Extracted data.
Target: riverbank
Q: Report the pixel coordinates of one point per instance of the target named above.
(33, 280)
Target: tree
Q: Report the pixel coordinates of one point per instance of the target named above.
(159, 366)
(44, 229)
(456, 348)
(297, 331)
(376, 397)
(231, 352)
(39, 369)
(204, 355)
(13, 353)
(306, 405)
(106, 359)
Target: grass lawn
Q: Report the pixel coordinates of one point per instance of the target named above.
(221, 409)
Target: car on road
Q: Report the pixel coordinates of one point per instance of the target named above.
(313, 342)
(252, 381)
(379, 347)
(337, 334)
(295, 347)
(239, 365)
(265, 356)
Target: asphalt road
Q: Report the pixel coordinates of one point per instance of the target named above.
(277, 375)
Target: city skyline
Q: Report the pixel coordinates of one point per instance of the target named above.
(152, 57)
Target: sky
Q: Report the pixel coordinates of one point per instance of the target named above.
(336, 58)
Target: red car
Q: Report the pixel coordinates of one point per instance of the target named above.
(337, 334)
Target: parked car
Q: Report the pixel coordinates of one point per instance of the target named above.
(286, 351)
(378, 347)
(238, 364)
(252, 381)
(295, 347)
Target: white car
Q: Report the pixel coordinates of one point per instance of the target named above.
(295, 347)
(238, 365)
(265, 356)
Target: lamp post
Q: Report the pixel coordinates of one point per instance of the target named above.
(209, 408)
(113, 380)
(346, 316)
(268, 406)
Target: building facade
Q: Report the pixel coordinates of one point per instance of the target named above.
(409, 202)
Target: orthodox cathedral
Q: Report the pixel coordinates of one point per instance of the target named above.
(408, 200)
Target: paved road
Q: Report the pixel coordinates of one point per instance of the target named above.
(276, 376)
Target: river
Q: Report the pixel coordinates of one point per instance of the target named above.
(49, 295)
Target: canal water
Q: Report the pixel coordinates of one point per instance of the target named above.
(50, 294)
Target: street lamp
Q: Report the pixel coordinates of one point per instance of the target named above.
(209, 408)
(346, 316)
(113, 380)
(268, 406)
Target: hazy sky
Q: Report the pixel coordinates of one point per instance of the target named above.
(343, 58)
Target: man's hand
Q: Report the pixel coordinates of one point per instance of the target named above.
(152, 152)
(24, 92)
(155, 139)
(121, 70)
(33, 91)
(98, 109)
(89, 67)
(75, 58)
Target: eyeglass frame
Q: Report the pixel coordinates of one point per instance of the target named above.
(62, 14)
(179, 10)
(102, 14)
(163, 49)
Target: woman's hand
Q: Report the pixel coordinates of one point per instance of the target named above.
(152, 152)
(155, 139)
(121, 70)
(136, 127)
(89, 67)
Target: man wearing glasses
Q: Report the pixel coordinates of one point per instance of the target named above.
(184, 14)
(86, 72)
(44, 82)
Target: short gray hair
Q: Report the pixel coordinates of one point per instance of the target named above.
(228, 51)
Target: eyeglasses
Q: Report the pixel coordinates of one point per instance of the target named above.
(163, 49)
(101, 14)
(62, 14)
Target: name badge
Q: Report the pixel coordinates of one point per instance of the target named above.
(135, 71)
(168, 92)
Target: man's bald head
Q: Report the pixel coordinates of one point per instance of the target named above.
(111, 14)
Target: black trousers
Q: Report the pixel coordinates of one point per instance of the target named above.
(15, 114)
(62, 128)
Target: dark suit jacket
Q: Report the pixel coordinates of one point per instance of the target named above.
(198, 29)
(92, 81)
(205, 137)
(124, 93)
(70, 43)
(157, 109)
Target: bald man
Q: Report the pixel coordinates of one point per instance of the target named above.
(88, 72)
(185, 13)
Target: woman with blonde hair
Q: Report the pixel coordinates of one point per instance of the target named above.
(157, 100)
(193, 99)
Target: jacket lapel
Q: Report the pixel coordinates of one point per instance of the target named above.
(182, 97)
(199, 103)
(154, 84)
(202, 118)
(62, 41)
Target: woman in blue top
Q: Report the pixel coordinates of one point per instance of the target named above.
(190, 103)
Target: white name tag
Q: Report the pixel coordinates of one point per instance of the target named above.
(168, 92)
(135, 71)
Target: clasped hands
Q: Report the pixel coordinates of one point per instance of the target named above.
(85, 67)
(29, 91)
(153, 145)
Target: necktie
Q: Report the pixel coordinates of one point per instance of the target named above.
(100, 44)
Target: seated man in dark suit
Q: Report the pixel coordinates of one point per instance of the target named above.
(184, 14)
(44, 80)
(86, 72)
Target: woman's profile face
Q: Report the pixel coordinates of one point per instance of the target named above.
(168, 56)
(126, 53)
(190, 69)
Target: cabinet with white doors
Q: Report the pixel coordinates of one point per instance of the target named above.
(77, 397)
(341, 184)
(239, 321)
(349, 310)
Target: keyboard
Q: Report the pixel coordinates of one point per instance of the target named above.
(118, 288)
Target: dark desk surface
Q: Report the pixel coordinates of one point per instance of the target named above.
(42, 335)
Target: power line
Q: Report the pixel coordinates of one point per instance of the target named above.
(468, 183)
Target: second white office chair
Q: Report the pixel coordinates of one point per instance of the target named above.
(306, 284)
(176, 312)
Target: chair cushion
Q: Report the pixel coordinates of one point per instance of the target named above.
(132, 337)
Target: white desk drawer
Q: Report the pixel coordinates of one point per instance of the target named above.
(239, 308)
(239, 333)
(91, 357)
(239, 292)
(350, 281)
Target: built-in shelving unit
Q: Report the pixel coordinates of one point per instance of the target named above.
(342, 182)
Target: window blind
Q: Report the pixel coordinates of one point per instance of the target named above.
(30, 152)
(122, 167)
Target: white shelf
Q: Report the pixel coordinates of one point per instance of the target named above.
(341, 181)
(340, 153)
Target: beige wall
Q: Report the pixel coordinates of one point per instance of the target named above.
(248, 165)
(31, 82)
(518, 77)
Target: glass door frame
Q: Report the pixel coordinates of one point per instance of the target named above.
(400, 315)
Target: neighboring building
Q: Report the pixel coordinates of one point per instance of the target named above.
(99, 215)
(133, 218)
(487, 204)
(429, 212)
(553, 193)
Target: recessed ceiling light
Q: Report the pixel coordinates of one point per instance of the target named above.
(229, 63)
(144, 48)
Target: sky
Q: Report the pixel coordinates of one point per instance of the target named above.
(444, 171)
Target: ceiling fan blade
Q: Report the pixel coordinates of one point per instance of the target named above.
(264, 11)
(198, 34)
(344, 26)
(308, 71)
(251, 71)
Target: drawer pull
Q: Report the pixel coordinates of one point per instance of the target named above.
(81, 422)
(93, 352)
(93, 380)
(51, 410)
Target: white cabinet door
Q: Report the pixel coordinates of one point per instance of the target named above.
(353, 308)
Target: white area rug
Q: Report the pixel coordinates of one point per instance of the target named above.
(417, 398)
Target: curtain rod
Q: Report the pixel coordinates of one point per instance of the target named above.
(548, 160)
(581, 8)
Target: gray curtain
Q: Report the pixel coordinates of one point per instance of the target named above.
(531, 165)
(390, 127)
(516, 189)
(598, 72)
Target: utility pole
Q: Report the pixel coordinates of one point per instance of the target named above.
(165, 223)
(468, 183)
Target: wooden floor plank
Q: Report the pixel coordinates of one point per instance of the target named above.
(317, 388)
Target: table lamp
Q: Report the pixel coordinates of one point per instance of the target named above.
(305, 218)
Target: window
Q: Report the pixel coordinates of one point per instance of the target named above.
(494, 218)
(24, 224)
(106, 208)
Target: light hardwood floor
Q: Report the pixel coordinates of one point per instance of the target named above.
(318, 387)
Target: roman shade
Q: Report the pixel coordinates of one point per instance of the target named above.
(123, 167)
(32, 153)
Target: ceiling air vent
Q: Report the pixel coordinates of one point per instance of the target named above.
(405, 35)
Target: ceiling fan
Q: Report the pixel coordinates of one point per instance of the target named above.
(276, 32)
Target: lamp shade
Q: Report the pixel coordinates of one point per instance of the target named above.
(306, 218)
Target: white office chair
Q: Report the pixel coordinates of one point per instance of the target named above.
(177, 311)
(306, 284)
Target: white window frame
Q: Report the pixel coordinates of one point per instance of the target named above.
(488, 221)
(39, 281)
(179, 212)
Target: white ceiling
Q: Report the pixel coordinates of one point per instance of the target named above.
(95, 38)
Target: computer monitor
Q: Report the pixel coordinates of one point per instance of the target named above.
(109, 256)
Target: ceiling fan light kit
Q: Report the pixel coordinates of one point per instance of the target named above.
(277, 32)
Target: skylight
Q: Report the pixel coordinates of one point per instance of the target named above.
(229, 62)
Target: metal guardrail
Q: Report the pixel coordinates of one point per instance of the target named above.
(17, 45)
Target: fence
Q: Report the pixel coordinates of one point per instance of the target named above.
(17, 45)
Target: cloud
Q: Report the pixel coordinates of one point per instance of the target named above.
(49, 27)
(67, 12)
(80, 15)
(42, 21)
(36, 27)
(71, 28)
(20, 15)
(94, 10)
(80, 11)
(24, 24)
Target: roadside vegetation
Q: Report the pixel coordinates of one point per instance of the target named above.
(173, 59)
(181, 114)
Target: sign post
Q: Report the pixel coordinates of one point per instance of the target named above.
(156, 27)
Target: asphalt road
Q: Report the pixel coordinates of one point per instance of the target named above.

Task requirements. Locate the line with "Target: white window frame" in the entries above; extract it and every line after it, verbatim.

Written solution.
Target: white window frame
Q: Report the pixel coordinates of one point per instance of the target named above.
(488, 221)
(39, 281)
(179, 212)
Target: white ceiling
Q: Report the pixel coordinates of one point per instance of the target named above.
(95, 38)
Target: computer monitor
Q: Report the pixel coordinates of one point per instance of the target named above.
(109, 256)
Target: ceiling fan light kit
Q: Report the pixel coordinates of one point per instance of the target named above.
(277, 32)
Target: skylight
Q: Report the pixel coordinates of one point per instance of the target named above.
(229, 62)
Target: metal guardrail
Q: Report the pixel coordinates of one point per instance of the target named above.
(17, 45)
Target: fence
Q: Report the pixel coordinates of one point per instance of the target named above.
(17, 45)
Target: cloud
Q: Report the pixel coordinates of one point per instance of the target named above.
(49, 27)
(67, 12)
(80, 15)
(42, 21)
(36, 27)
(71, 28)
(20, 15)
(94, 10)
(80, 11)
(24, 24)
Target: roadside vegetation
Q: Report the pixel coordinates of one point per instance of the target named above.
(173, 59)
(181, 114)
Target: sign post
Q: Report the pixel coordinates of one point per instance of the target named above.
(156, 27)
Target: asphalt road
Q: Report the pixel coordinates of one point per instance of the target named above.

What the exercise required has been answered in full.